SET EXERCISE :: Please render the items below, from their start through the line containing "column 569, row 131", as a Markdown table with the columns No. and Text, giving each line its own numbered row and skipping blank lines. Leave the pictures out of the table.

● ● ● ● ● ● ●

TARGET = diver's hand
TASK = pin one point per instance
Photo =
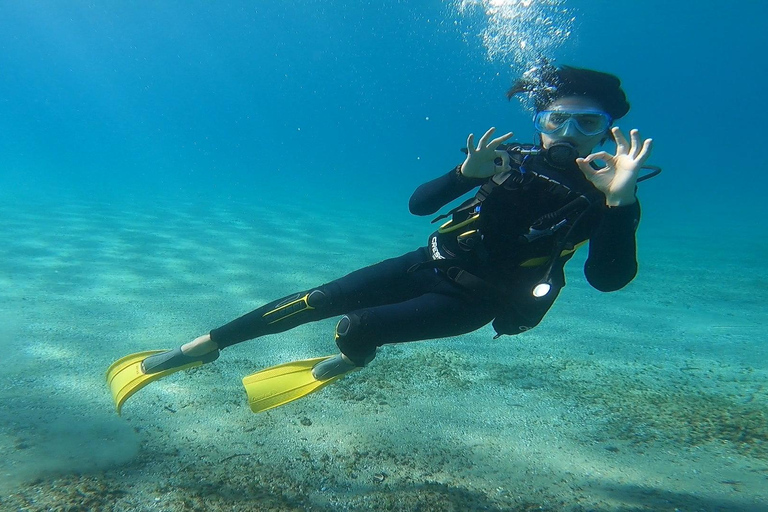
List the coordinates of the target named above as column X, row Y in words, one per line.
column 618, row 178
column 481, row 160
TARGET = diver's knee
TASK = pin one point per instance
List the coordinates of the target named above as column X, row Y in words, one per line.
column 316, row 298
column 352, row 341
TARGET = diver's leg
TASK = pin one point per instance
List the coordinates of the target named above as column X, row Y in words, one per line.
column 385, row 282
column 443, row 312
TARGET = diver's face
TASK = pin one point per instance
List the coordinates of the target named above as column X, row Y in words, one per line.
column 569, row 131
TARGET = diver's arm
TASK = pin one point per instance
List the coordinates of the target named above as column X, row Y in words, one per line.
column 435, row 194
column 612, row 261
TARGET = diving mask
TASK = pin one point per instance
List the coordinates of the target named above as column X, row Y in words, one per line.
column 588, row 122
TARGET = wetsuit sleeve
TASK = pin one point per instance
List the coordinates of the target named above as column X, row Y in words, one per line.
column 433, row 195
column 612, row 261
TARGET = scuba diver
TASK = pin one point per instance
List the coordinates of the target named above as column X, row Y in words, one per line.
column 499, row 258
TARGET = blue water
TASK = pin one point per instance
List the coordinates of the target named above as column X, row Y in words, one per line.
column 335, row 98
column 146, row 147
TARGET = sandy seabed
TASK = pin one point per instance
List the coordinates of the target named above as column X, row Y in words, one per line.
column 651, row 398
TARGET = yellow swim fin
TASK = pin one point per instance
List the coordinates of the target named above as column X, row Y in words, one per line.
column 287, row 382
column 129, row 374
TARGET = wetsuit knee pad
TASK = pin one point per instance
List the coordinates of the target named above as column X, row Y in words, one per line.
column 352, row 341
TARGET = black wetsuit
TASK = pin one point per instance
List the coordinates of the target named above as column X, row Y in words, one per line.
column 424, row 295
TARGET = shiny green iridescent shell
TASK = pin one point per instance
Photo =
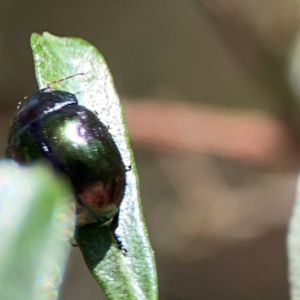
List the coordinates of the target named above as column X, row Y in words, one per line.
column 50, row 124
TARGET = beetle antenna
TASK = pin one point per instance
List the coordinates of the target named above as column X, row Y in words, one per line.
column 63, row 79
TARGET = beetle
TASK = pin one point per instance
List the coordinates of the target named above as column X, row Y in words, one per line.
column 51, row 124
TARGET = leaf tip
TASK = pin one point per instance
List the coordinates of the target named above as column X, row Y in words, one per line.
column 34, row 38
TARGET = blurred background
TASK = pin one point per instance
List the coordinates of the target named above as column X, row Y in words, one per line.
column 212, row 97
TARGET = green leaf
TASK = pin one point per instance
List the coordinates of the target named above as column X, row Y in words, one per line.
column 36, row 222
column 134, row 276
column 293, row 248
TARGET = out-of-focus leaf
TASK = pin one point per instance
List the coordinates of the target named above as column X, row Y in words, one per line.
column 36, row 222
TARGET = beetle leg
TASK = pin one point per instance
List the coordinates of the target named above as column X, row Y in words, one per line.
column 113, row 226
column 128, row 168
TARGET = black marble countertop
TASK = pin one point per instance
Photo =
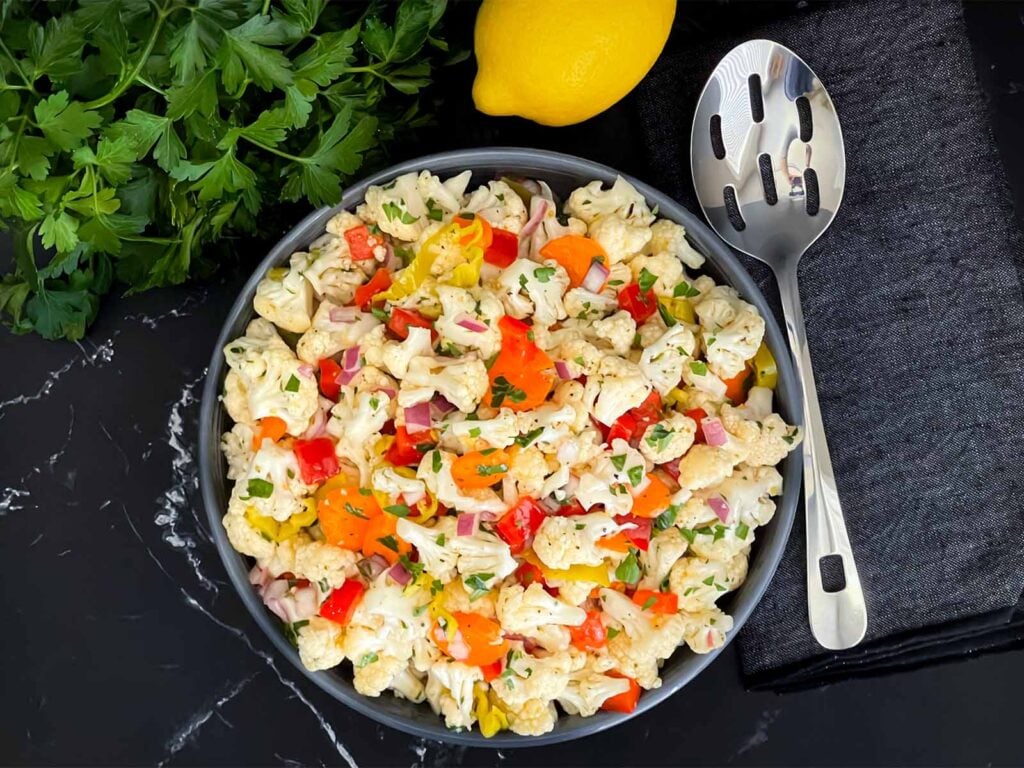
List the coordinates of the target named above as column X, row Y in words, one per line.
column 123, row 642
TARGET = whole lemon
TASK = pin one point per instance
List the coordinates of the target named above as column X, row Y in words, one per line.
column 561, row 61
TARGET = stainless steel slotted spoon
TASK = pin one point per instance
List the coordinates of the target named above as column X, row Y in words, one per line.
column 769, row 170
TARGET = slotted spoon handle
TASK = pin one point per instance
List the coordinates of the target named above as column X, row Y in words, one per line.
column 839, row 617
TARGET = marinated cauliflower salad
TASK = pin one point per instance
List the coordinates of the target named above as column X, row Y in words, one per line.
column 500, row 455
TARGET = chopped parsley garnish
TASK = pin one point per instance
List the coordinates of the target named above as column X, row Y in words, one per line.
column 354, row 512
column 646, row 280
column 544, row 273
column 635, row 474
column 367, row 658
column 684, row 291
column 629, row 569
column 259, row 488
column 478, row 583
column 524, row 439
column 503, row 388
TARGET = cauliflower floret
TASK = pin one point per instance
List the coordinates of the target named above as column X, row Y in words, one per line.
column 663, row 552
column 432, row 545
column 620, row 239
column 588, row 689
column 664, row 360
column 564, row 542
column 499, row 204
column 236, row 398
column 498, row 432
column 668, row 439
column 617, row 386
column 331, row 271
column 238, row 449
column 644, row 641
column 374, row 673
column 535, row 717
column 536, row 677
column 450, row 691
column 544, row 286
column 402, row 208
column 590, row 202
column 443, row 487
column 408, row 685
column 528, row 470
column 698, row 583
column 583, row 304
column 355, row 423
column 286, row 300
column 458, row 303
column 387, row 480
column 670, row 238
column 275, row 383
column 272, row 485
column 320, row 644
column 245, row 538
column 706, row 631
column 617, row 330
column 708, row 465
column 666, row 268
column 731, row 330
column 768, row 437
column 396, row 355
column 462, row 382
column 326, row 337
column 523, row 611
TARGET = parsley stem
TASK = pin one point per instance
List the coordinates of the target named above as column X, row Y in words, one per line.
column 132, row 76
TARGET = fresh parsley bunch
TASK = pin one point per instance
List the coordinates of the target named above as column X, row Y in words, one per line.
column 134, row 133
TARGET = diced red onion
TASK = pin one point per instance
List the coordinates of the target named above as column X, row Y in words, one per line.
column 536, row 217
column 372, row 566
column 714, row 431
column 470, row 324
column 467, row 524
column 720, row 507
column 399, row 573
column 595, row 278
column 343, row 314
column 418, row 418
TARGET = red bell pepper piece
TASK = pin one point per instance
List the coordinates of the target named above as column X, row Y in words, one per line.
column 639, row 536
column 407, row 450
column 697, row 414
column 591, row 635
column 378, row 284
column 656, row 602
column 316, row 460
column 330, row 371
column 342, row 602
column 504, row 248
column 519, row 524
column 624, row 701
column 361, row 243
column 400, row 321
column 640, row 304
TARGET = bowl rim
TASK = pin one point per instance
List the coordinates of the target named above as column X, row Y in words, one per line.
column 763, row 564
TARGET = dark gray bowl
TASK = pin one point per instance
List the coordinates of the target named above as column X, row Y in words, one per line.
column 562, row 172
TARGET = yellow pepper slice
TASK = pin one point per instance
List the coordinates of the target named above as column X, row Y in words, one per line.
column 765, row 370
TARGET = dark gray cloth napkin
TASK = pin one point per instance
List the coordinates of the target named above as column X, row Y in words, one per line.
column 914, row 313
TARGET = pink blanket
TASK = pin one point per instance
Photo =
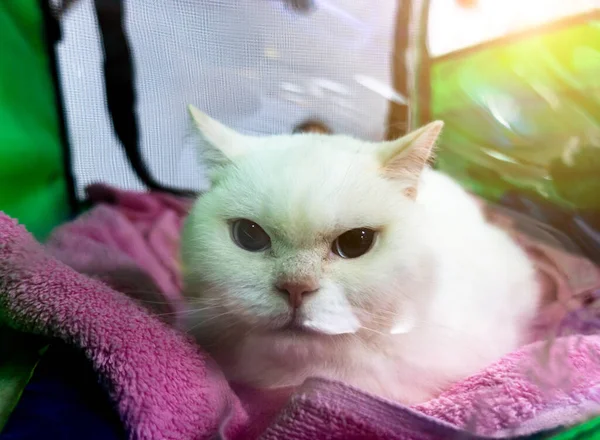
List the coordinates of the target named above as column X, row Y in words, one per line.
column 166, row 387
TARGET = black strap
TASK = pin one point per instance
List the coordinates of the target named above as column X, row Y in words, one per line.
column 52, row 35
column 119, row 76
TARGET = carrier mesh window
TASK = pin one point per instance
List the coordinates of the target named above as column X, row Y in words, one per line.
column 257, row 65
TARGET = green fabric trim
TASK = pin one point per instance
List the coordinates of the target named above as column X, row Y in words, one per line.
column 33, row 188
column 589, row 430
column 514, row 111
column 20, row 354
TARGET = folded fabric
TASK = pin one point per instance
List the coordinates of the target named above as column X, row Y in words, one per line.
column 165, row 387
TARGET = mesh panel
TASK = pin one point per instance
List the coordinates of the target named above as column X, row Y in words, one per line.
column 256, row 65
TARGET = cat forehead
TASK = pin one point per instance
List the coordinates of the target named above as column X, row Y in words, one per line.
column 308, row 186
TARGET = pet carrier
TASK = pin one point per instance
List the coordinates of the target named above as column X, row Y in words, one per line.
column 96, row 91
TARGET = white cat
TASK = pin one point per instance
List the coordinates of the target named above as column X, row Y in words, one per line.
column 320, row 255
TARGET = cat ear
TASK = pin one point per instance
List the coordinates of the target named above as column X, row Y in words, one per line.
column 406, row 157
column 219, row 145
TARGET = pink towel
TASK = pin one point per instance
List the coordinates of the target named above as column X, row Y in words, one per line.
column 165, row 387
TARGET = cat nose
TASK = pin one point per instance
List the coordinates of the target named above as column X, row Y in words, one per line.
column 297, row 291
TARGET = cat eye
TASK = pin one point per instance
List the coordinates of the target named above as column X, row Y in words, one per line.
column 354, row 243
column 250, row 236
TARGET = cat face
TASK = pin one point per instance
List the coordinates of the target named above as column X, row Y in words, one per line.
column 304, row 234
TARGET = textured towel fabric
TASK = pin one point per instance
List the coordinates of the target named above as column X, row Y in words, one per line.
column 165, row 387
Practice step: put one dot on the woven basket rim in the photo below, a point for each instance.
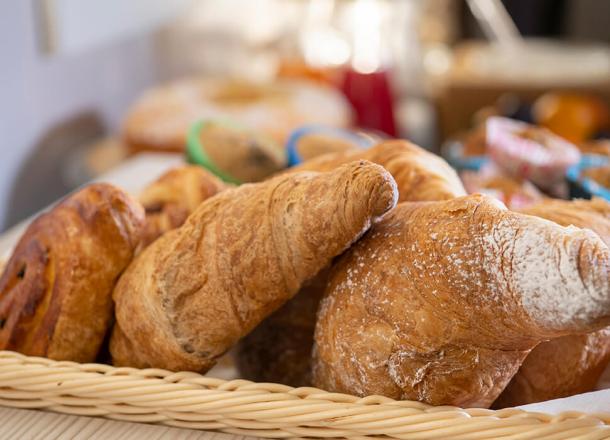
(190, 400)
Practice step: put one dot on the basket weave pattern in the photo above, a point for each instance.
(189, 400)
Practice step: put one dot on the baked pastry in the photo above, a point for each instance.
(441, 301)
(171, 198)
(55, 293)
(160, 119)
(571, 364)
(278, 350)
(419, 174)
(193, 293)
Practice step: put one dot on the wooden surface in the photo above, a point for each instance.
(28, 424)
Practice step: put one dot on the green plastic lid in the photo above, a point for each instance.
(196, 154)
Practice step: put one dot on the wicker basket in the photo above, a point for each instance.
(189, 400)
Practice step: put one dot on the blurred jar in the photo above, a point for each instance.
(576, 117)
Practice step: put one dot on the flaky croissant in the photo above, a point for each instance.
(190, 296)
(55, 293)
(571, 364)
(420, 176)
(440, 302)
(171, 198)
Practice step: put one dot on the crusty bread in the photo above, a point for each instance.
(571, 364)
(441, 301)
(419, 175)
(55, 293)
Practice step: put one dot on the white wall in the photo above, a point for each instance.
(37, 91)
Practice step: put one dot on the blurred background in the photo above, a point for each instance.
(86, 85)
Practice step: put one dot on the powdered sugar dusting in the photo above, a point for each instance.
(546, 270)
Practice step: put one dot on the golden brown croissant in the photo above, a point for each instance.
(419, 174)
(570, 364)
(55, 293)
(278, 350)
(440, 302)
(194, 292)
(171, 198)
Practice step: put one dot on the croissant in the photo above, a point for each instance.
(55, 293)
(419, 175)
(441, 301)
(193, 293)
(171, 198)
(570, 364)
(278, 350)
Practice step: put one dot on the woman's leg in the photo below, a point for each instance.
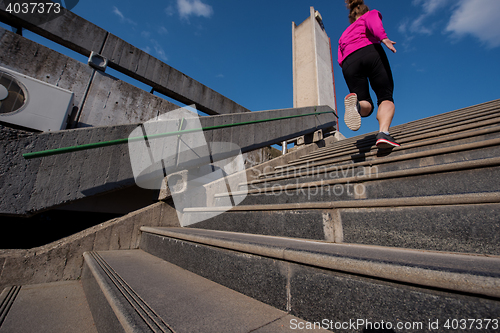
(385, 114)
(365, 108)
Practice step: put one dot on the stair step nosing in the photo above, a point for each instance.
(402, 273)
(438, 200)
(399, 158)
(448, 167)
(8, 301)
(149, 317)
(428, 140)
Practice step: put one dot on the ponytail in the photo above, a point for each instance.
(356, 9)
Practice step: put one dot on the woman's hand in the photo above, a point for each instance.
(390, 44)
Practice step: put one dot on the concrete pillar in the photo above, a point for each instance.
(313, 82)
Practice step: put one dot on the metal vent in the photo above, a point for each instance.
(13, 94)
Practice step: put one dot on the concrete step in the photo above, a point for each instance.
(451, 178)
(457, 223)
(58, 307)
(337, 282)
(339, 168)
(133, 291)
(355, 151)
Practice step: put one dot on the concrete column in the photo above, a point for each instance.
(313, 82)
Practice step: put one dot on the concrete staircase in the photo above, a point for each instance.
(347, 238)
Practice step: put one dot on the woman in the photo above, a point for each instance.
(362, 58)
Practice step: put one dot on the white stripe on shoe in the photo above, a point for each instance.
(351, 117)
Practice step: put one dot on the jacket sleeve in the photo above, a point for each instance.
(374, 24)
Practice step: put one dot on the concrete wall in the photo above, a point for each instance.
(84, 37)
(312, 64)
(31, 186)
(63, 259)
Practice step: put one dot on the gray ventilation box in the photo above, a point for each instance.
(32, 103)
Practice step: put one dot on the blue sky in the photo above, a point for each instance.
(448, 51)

● ● ● ● ● ● ●

WRITTEN ANSWER ::
| No. | Text |
|---|---|
| 1 | TARGET = diver's hand |
| 2 | TASK = pin one point per instance |
| 3 | Photo = |
| 4 | List the coordinates of the target named above as column X, row Y in words, one per line. |
| 5 | column 618, row 178 |
| 6 | column 481, row 160 |
| 7 | TARGET = diver's knee |
| 8 | TASK = pin one point per instance |
| 9 | List the coordinates of the target named above as column X, row Y in words, one per line. |
| 10 | column 316, row 298 |
| 11 | column 352, row 341 |
| 12 | TARGET = diver's leg |
| 13 | TASK = pin one point per instance |
| 14 | List the coordinates of the target named above as column X, row Y in words, one per line. |
| 15 | column 385, row 282 |
| 16 | column 443, row 312 |
| 17 | TARGET = diver's face |
| 18 | TASK = pin one point per instance |
| 19 | List the coordinates of the target named above as column X, row Y in words, one per line. |
| 20 | column 569, row 131 |